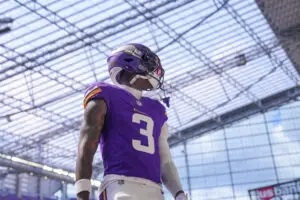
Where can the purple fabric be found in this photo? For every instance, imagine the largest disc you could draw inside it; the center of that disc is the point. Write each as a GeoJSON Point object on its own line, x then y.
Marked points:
{"type": "Point", "coordinates": [116, 142]}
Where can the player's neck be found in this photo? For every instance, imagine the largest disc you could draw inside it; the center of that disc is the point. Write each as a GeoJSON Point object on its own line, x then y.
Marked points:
{"type": "Point", "coordinates": [135, 92]}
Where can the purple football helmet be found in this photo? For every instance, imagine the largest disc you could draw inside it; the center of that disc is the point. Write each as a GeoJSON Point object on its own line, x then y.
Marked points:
{"type": "Point", "coordinates": [136, 59]}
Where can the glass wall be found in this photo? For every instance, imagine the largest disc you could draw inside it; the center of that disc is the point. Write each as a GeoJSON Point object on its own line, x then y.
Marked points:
{"type": "Point", "coordinates": [254, 152]}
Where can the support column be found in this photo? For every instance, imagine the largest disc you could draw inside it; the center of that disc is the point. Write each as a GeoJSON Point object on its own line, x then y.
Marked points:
{"type": "Point", "coordinates": [64, 191]}
{"type": "Point", "coordinates": [18, 185]}
{"type": "Point", "coordinates": [187, 170]}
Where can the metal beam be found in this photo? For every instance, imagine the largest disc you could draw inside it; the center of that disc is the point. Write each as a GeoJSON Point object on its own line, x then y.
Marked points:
{"type": "Point", "coordinates": [238, 114]}
{"type": "Point", "coordinates": [188, 46]}
{"type": "Point", "coordinates": [101, 30]}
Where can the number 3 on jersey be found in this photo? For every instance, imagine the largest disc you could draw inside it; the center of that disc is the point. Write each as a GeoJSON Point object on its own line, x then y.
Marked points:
{"type": "Point", "coordinates": [137, 145]}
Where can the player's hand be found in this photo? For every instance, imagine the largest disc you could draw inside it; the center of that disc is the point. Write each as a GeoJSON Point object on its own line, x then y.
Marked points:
{"type": "Point", "coordinates": [181, 196]}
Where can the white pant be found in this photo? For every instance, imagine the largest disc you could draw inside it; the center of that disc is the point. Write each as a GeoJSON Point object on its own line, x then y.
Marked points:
{"type": "Point", "coordinates": [115, 187]}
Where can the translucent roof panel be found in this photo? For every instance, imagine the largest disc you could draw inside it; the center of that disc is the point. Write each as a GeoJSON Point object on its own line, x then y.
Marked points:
{"type": "Point", "coordinates": [218, 56]}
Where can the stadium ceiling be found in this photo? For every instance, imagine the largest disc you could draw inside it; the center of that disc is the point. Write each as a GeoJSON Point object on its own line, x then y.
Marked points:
{"type": "Point", "coordinates": [220, 57]}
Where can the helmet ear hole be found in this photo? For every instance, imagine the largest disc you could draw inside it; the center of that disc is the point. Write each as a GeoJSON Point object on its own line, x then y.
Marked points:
{"type": "Point", "coordinates": [128, 59]}
{"type": "Point", "coordinates": [125, 77]}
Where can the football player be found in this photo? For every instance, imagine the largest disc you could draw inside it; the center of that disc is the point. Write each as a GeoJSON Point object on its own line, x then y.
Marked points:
{"type": "Point", "coordinates": [131, 130]}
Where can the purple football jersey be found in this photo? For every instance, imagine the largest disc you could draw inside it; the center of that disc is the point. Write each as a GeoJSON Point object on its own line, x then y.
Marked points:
{"type": "Point", "coordinates": [129, 139]}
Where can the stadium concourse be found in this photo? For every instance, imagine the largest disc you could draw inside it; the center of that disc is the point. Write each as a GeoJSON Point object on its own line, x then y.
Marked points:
{"type": "Point", "coordinates": [231, 72]}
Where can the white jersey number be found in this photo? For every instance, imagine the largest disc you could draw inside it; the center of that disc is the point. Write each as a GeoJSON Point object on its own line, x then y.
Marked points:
{"type": "Point", "coordinates": [137, 118]}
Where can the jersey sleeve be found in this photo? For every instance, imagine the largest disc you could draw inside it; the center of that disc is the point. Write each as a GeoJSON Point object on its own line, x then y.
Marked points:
{"type": "Point", "coordinates": [97, 91]}
{"type": "Point", "coordinates": [164, 115]}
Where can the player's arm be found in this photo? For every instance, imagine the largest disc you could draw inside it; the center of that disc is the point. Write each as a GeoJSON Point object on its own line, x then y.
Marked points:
{"type": "Point", "coordinates": [94, 115]}
{"type": "Point", "coordinates": [169, 173]}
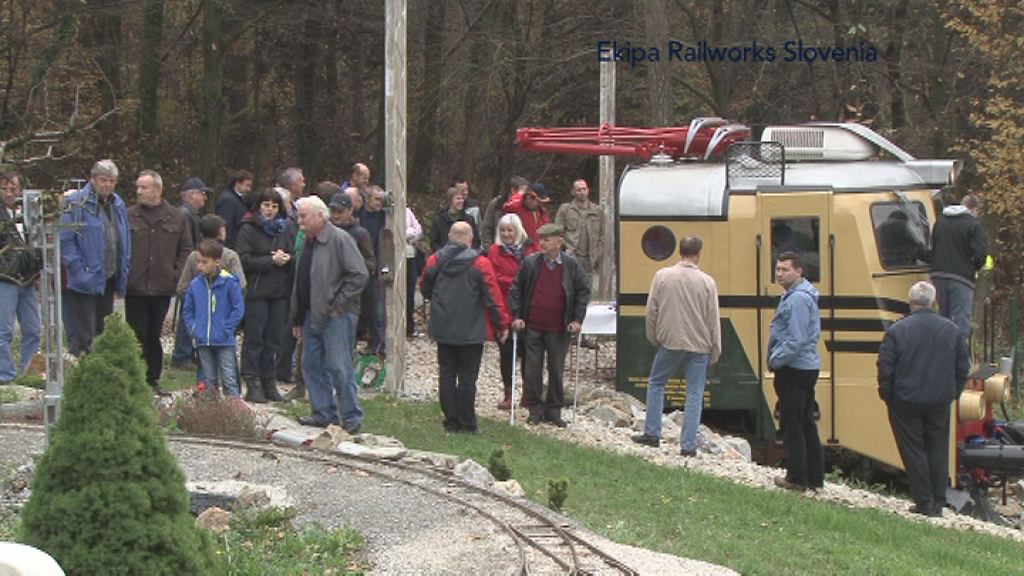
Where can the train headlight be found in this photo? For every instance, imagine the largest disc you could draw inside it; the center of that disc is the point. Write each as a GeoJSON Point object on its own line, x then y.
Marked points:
{"type": "Point", "coordinates": [997, 387]}
{"type": "Point", "coordinates": [658, 243]}
{"type": "Point", "coordinates": [972, 406]}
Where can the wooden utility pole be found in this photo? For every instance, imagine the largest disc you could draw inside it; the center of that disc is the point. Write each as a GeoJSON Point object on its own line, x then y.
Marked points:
{"type": "Point", "coordinates": [606, 278]}
{"type": "Point", "coordinates": [394, 181]}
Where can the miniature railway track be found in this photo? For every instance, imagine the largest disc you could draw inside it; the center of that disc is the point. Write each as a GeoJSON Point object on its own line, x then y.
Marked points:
{"type": "Point", "coordinates": [543, 546]}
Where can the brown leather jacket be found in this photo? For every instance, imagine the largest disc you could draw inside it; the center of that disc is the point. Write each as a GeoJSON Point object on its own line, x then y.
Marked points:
{"type": "Point", "coordinates": [158, 250]}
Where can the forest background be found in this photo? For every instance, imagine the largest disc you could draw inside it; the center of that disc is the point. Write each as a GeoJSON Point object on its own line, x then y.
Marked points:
{"type": "Point", "coordinates": [203, 87]}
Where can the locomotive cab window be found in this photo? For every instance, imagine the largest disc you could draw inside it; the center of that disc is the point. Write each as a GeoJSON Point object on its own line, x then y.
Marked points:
{"type": "Point", "coordinates": [800, 235]}
{"type": "Point", "coordinates": [902, 238]}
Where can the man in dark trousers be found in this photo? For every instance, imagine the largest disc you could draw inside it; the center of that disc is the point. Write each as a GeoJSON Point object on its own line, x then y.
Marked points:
{"type": "Point", "coordinates": [466, 310]}
{"type": "Point", "coordinates": [232, 203]}
{"type": "Point", "coordinates": [923, 366]}
{"type": "Point", "coordinates": [160, 244]}
{"type": "Point", "coordinates": [958, 250]}
{"type": "Point", "coordinates": [548, 300]}
{"type": "Point", "coordinates": [793, 354]}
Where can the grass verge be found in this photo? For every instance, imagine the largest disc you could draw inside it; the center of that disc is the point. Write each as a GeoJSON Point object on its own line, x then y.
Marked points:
{"type": "Point", "coordinates": [753, 531]}
{"type": "Point", "coordinates": [265, 542]}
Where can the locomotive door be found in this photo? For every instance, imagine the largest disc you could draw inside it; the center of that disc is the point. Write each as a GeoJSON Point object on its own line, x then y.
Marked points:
{"type": "Point", "coordinates": [794, 221]}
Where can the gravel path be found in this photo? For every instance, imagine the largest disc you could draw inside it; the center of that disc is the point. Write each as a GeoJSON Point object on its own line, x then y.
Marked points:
{"type": "Point", "coordinates": [421, 384]}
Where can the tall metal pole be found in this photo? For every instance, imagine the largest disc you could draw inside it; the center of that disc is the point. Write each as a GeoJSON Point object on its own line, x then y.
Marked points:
{"type": "Point", "coordinates": [394, 162]}
{"type": "Point", "coordinates": [606, 184]}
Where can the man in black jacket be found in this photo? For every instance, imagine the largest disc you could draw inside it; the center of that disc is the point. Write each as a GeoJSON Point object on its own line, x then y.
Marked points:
{"type": "Point", "coordinates": [232, 203]}
{"type": "Point", "coordinates": [923, 366]}
{"type": "Point", "coordinates": [466, 305]}
{"type": "Point", "coordinates": [548, 301]}
{"type": "Point", "coordinates": [958, 250]}
{"type": "Point", "coordinates": [19, 265]}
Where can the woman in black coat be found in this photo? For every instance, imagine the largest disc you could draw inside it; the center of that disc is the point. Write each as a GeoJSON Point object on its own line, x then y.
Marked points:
{"type": "Point", "coordinates": [265, 246]}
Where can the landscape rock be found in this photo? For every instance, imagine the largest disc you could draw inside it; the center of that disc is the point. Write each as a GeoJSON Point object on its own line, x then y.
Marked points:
{"type": "Point", "coordinates": [510, 488]}
{"type": "Point", "coordinates": [472, 471]}
{"type": "Point", "coordinates": [365, 451]}
{"type": "Point", "coordinates": [215, 520]}
{"type": "Point", "coordinates": [436, 459]}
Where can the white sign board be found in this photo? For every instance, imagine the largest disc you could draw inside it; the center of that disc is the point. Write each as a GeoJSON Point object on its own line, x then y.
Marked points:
{"type": "Point", "coordinates": [600, 319]}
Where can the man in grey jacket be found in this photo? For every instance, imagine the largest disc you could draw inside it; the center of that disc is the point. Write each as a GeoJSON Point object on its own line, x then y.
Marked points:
{"type": "Point", "coordinates": [683, 325]}
{"type": "Point", "coordinates": [325, 307]}
{"type": "Point", "coordinates": [793, 354]}
{"type": "Point", "coordinates": [923, 367]}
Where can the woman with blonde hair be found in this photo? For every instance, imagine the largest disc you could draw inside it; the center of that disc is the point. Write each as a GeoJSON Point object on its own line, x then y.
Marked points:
{"type": "Point", "coordinates": [506, 254]}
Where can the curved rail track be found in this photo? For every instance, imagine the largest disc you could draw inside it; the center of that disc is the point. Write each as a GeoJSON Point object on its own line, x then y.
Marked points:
{"type": "Point", "coordinates": [544, 545]}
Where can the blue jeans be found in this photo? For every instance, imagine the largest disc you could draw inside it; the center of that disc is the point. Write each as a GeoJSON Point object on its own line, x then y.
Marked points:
{"type": "Point", "coordinates": [327, 369]}
{"type": "Point", "coordinates": [219, 363]}
{"type": "Point", "coordinates": [955, 302]}
{"type": "Point", "coordinates": [182, 342]}
{"type": "Point", "coordinates": [666, 364]}
{"type": "Point", "coordinates": [17, 302]}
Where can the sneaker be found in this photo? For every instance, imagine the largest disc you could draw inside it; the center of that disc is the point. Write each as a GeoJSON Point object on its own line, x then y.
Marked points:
{"type": "Point", "coordinates": [646, 440]}
{"type": "Point", "coordinates": [784, 484]}
{"type": "Point", "coordinates": [312, 421]}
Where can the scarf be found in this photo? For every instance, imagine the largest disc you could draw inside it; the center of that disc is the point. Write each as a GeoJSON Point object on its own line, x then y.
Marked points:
{"type": "Point", "coordinates": [272, 228]}
{"type": "Point", "coordinates": [514, 249]}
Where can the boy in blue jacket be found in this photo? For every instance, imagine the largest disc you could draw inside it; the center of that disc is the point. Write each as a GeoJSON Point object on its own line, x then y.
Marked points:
{"type": "Point", "coordinates": [214, 306]}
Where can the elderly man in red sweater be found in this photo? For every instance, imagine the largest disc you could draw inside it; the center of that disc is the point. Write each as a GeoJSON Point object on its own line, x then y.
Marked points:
{"type": "Point", "coordinates": [548, 299]}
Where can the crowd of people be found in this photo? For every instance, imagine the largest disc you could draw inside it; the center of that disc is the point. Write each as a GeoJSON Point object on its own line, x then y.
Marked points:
{"type": "Point", "coordinates": [298, 274]}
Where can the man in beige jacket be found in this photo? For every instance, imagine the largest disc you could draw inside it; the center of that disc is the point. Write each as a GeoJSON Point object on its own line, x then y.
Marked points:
{"type": "Point", "coordinates": [683, 325]}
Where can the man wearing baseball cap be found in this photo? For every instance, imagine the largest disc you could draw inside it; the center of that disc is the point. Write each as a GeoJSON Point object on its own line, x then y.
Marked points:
{"type": "Point", "coordinates": [548, 301]}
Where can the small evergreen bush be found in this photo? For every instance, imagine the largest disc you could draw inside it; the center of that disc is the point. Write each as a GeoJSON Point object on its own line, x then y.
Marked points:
{"type": "Point", "coordinates": [558, 490]}
{"type": "Point", "coordinates": [498, 467]}
{"type": "Point", "coordinates": [109, 497]}
{"type": "Point", "coordinates": [208, 411]}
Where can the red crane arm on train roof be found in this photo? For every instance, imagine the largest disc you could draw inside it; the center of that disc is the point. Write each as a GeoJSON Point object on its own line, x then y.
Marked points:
{"type": "Point", "coordinates": [702, 138]}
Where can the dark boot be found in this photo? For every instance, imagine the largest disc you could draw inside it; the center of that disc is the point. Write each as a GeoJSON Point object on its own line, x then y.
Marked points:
{"type": "Point", "coordinates": [298, 393]}
{"type": "Point", "coordinates": [270, 391]}
{"type": "Point", "coordinates": [254, 392]}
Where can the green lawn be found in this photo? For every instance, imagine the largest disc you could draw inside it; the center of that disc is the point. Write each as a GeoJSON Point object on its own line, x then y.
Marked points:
{"type": "Point", "coordinates": [753, 531]}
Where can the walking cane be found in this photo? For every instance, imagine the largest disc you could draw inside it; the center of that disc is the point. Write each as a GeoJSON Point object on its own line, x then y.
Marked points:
{"type": "Point", "coordinates": [515, 339]}
{"type": "Point", "coordinates": [576, 387]}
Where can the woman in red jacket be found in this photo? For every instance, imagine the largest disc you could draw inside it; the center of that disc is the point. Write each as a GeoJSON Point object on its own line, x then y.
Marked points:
{"type": "Point", "coordinates": [506, 254]}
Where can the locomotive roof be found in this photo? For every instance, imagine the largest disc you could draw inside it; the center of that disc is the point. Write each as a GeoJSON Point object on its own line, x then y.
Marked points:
{"type": "Point", "coordinates": [691, 189]}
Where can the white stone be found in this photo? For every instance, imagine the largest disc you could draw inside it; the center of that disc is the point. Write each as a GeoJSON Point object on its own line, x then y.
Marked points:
{"type": "Point", "coordinates": [472, 471]}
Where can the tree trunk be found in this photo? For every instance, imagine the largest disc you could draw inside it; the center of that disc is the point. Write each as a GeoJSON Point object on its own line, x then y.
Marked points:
{"type": "Point", "coordinates": [213, 79]}
{"type": "Point", "coordinates": [305, 89]}
{"type": "Point", "coordinates": [148, 80]}
{"type": "Point", "coordinates": [428, 100]}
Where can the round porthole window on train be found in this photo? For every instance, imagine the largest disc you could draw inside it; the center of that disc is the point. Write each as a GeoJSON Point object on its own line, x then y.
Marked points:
{"type": "Point", "coordinates": [658, 243]}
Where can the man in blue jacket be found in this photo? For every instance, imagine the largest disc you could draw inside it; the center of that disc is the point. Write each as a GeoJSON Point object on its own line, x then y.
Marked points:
{"type": "Point", "coordinates": [214, 306]}
{"type": "Point", "coordinates": [793, 355]}
{"type": "Point", "coordinates": [923, 366]}
{"type": "Point", "coordinates": [96, 253]}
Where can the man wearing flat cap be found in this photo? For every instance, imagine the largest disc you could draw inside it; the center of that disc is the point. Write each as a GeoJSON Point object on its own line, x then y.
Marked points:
{"type": "Point", "coordinates": [531, 208]}
{"type": "Point", "coordinates": [548, 301]}
{"type": "Point", "coordinates": [193, 201]}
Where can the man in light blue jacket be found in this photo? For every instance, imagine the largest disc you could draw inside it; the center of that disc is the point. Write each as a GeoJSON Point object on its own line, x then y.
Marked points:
{"type": "Point", "coordinates": [96, 253]}
{"type": "Point", "coordinates": [793, 355]}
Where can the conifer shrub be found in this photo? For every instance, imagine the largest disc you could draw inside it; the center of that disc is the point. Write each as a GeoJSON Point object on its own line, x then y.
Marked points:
{"type": "Point", "coordinates": [109, 497]}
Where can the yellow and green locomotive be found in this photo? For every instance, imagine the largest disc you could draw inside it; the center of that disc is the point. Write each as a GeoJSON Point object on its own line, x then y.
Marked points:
{"type": "Point", "coordinates": [856, 206]}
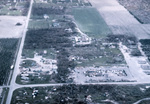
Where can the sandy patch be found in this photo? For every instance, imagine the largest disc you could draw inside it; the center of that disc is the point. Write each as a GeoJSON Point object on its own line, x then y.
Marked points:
{"type": "Point", "coordinates": [8, 28]}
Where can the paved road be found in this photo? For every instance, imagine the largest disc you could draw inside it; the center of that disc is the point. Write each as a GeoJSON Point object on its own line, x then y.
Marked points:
{"type": "Point", "coordinates": [13, 86]}
{"type": "Point", "coordinates": [145, 99]}
{"type": "Point", "coordinates": [16, 69]}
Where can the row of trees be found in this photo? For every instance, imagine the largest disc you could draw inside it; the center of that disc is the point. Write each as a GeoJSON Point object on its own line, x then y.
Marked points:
{"type": "Point", "coordinates": [7, 53]}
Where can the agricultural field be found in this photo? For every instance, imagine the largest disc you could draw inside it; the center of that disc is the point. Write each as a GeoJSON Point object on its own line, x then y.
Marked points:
{"type": "Point", "coordinates": [10, 8]}
{"type": "Point", "coordinates": [8, 48]}
{"type": "Point", "coordinates": [90, 22]}
{"type": "Point", "coordinates": [140, 9]}
{"type": "Point", "coordinates": [82, 94]}
{"type": "Point", "coordinates": [74, 43]}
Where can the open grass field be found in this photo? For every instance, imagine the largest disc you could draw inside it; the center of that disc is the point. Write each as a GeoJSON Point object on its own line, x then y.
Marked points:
{"type": "Point", "coordinates": [39, 24]}
{"type": "Point", "coordinates": [90, 21]}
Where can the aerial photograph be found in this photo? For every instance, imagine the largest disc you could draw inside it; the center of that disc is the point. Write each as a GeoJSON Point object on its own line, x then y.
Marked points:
{"type": "Point", "coordinates": [74, 51]}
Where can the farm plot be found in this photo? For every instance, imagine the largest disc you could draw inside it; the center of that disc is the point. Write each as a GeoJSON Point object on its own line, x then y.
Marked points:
{"type": "Point", "coordinates": [7, 55]}
{"type": "Point", "coordinates": [90, 22]}
{"type": "Point", "coordinates": [97, 54]}
{"type": "Point", "coordinates": [11, 26]}
{"type": "Point", "coordinates": [45, 59]}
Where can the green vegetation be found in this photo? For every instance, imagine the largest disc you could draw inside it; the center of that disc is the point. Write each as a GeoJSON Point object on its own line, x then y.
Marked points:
{"type": "Point", "coordinates": [79, 94]}
{"type": "Point", "coordinates": [8, 7]}
{"type": "Point", "coordinates": [7, 54]}
{"type": "Point", "coordinates": [39, 24]}
{"type": "Point", "coordinates": [90, 22]}
{"type": "Point", "coordinates": [146, 47]}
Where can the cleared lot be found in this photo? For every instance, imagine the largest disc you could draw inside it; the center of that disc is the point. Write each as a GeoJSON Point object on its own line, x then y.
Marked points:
{"type": "Point", "coordinates": [9, 29]}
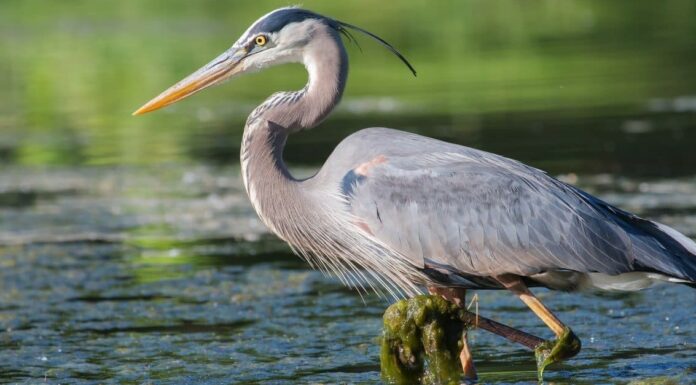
------
WHAT IS EXPECTED: Count the lines of the records that contain the word "miniature" and reply with that number alone.

WRITTEN RESPONSE: 1